Input data Block Start

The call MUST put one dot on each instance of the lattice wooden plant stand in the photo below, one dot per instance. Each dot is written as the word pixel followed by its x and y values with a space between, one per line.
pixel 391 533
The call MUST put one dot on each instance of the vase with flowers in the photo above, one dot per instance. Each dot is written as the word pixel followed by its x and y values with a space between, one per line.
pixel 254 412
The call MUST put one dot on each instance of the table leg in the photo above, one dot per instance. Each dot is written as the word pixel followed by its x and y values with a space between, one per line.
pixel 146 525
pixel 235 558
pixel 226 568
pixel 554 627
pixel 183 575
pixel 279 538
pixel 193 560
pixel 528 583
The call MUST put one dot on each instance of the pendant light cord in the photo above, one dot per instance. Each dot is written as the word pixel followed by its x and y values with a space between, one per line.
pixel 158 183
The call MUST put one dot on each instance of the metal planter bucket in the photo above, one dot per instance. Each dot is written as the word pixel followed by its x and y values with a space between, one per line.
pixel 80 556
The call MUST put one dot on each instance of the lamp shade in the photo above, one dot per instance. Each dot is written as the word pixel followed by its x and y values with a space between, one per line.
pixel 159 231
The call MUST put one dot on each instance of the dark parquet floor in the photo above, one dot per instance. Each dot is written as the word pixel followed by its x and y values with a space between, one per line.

Input data Block End

**Task**
After locating the line containing "of the lamp", give that line and every later line of the listing again exactly, up to and including the last.

**Answer to this problem**
The call MUST put one dot on each instance of the lamp shade in the photo above, one dot per instance. Each dot is written as the word pixel followed by its x and y values with a space between, one per line.
pixel 159 231
The call MUST put one dot on each instance of the dark parquet floor in the photo above, one dot per instance. Each dot is written as the word pixel followed by its x and y values with a space between, one per line.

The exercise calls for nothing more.